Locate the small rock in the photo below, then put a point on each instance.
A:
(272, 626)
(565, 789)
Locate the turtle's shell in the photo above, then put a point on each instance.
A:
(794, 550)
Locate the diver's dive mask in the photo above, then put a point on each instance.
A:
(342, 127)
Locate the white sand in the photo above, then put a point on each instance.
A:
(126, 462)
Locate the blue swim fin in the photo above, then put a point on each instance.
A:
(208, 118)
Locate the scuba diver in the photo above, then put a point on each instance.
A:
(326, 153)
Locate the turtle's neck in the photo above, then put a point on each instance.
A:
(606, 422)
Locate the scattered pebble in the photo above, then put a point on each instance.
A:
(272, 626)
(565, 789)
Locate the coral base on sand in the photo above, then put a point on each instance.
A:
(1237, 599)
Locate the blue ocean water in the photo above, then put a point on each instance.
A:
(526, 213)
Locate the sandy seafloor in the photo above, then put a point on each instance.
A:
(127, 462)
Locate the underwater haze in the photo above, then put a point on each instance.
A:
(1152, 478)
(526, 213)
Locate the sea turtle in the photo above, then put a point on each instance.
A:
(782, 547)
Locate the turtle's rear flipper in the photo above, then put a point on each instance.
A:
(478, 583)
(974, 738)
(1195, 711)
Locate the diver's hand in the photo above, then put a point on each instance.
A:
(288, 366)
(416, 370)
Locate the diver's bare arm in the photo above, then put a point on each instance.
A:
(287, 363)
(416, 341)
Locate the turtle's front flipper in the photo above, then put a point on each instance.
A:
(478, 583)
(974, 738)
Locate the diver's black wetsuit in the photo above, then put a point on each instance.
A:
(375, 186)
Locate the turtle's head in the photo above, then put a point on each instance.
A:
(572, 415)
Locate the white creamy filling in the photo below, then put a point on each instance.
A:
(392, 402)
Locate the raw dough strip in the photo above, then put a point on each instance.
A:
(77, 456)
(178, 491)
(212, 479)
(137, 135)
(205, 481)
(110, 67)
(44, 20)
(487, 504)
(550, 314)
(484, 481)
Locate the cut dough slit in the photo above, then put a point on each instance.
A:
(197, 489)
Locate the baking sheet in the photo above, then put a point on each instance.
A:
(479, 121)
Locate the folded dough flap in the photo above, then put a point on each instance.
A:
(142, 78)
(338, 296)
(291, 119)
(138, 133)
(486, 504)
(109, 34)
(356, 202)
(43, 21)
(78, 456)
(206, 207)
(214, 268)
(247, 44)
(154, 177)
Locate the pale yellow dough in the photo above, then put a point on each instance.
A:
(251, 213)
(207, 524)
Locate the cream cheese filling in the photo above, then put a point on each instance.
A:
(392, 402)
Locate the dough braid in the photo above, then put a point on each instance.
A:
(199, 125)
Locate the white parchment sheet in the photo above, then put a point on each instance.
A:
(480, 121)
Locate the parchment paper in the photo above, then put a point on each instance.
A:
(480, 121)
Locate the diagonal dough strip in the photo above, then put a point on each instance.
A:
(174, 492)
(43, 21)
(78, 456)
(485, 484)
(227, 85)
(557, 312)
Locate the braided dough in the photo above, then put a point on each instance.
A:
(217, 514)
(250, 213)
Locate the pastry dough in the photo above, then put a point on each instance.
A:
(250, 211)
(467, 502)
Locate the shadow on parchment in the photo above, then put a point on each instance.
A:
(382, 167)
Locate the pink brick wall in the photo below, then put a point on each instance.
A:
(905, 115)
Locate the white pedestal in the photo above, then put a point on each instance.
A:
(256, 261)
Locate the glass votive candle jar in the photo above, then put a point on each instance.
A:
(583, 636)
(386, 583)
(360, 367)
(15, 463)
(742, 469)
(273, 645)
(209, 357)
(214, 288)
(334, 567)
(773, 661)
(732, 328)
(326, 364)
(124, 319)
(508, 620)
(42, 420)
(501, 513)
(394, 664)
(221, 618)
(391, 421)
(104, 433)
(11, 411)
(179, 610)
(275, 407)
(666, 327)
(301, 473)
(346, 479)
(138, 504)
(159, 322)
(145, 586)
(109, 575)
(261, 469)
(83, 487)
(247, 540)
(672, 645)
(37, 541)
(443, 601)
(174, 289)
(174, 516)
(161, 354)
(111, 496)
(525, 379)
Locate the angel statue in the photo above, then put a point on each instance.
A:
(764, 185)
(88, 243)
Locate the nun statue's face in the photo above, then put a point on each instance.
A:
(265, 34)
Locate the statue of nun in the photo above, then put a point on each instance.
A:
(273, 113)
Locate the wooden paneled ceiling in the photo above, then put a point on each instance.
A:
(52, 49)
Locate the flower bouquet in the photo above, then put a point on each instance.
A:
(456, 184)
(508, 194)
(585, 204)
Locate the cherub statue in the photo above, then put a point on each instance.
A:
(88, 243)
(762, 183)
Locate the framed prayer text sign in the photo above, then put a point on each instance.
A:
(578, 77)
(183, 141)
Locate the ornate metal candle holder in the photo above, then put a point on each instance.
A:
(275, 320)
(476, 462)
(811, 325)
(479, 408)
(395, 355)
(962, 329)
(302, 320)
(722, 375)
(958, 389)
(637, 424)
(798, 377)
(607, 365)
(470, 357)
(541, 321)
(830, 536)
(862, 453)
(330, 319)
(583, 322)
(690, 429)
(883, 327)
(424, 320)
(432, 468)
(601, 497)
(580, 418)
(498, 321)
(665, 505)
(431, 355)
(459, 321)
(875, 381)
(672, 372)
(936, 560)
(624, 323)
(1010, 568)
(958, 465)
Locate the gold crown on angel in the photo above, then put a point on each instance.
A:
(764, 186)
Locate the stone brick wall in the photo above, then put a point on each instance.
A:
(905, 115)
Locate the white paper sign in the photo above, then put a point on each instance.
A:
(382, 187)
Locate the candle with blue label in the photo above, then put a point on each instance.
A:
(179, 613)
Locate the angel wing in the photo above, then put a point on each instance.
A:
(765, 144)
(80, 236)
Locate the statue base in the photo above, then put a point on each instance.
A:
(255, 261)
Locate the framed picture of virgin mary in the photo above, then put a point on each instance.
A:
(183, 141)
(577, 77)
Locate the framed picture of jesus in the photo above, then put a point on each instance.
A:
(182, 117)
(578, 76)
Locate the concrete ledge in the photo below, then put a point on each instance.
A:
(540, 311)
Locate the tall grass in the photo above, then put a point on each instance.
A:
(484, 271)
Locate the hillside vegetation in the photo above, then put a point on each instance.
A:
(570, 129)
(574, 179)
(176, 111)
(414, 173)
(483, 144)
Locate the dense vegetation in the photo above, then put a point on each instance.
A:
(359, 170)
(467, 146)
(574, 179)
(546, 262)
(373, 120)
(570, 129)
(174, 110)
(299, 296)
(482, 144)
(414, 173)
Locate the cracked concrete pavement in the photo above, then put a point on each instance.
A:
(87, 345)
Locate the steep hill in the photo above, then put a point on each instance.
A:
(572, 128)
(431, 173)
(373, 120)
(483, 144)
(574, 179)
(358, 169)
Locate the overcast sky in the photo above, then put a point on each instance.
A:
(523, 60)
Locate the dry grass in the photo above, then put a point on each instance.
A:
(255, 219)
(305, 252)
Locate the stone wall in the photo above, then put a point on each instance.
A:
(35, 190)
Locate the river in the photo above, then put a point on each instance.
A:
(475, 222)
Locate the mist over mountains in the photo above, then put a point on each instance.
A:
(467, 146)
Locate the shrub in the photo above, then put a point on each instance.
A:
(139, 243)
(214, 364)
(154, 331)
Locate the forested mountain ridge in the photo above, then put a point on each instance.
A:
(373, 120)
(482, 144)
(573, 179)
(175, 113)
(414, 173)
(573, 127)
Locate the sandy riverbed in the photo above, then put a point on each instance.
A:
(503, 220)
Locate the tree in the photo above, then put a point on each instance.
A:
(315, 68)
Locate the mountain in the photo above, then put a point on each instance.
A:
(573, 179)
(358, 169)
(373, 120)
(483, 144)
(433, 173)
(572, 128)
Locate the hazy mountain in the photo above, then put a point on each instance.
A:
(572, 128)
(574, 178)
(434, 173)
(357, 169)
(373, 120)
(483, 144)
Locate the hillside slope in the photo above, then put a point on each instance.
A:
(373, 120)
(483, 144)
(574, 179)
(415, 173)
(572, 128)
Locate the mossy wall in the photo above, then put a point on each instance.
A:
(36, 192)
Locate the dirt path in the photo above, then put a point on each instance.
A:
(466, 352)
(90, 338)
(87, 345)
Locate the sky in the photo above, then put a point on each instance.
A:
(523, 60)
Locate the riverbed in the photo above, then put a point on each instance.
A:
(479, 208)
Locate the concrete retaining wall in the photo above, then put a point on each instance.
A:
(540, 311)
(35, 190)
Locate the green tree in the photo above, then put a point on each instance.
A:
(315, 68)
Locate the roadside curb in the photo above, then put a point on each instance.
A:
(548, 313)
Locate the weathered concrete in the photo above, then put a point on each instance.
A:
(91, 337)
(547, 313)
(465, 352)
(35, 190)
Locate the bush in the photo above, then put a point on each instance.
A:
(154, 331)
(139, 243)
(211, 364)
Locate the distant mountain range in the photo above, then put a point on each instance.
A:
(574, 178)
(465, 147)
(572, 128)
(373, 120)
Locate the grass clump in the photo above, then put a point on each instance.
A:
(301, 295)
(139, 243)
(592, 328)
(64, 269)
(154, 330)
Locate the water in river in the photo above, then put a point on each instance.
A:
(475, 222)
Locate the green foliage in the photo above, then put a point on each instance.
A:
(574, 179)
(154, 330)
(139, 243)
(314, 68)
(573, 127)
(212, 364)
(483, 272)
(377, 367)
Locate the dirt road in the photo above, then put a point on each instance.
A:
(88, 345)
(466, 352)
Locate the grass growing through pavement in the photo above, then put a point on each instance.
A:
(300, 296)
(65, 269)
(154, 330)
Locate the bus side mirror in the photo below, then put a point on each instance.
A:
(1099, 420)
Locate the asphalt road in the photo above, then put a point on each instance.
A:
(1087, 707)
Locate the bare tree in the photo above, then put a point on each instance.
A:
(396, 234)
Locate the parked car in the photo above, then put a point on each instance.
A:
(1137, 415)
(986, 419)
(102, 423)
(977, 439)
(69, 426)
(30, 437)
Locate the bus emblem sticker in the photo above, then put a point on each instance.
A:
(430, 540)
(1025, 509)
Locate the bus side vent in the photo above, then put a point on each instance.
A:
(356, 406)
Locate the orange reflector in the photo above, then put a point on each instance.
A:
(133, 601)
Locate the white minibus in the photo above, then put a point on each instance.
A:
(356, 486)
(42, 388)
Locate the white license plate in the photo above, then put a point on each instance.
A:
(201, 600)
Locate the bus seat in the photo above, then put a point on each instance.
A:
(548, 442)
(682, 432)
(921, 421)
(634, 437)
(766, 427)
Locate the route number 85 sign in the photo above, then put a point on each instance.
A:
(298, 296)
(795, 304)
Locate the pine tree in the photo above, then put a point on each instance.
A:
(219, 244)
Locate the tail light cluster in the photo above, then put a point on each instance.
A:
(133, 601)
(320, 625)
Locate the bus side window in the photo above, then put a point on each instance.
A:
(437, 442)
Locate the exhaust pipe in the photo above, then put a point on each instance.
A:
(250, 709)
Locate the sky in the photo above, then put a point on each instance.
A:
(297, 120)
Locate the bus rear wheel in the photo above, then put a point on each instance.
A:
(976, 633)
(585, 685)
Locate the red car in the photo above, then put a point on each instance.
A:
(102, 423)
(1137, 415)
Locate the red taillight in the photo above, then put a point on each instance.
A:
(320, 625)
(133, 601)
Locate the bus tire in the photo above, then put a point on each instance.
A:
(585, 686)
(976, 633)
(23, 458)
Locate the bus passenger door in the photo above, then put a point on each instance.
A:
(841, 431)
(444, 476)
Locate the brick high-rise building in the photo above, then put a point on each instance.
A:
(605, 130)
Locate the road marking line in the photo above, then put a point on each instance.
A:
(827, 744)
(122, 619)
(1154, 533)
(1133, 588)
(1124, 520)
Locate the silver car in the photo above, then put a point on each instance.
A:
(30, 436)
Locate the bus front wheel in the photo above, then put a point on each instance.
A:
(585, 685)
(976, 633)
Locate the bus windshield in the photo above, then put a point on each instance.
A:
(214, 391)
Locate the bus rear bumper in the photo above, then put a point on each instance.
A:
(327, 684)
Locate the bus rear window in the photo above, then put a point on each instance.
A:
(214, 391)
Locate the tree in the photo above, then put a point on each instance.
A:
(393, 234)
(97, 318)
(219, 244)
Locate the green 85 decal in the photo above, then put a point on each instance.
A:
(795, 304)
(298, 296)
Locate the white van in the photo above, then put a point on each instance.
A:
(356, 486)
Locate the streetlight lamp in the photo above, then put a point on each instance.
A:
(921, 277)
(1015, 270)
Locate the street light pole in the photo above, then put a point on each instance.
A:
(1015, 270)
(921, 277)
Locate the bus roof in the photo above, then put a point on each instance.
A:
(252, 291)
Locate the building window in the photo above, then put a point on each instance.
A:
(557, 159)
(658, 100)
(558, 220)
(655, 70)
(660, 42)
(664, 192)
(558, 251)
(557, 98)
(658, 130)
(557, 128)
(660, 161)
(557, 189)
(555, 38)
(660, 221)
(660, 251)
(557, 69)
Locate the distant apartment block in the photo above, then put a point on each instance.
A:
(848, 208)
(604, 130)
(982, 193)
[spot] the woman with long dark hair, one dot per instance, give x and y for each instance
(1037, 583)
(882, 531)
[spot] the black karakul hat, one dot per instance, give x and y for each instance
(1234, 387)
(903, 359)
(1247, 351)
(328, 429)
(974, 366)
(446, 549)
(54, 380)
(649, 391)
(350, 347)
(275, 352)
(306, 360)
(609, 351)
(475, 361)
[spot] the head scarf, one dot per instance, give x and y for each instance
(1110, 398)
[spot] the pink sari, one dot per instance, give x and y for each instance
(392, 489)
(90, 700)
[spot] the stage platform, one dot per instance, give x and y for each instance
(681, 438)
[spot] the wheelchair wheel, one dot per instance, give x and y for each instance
-=-=-=-=-
» WORK TO DO
Write out again, exactly, the lines from the one holding "Locate the green 85" through the end of the listing, with both ends included.

» COMPLETE OUTPUT
Locate the green 85 decal in the photo above, then put a point on each instance.
A:
(795, 304)
(298, 296)
Locate the white van in the photo above, then put a point on each instance.
A:
(356, 486)
Locate the streetlight lamp in the photo above, then put a point on each instance.
A:
(921, 277)
(1015, 270)
Locate the street light pole in the photo above, then put a point on each instance.
A:
(1015, 270)
(921, 277)
Locate the bus roof in the photo above, then put a point on each instance.
A:
(252, 291)
Locate the building window in the photo above, then put a point on each instance.
A:
(557, 159)
(658, 100)
(558, 220)
(655, 70)
(660, 42)
(664, 192)
(558, 251)
(557, 98)
(658, 130)
(557, 128)
(660, 161)
(557, 189)
(555, 38)
(660, 221)
(660, 251)
(557, 69)
Locate the distant apartment block in the photo above, then put a point on each instance.
A:
(848, 208)
(604, 130)
(982, 193)
[spot] the woman with long dark hair, one dot per instance, give x and y for each instance
(1037, 583)
(882, 531)
[spot] the black karakul hat, one dot per instance, give x and y for each instance
(1234, 387)
(903, 359)
(1247, 351)
(328, 429)
(974, 366)
(446, 549)
(54, 380)
(649, 391)
(350, 347)
(275, 352)
(306, 360)
(609, 351)
(475, 361)
[spot] the head scarf, one dot per instance, give x and y for each instance
(1110, 398)
[spot] the pink sari, one dot per instance, give x and y for each instance
(392, 489)
(90, 700)
[spot] the stage platform, one dot per instance, give x and y for each instance
(681, 438)
[spot] the wheelchair wheel, one dot per instance, give x and y for each instance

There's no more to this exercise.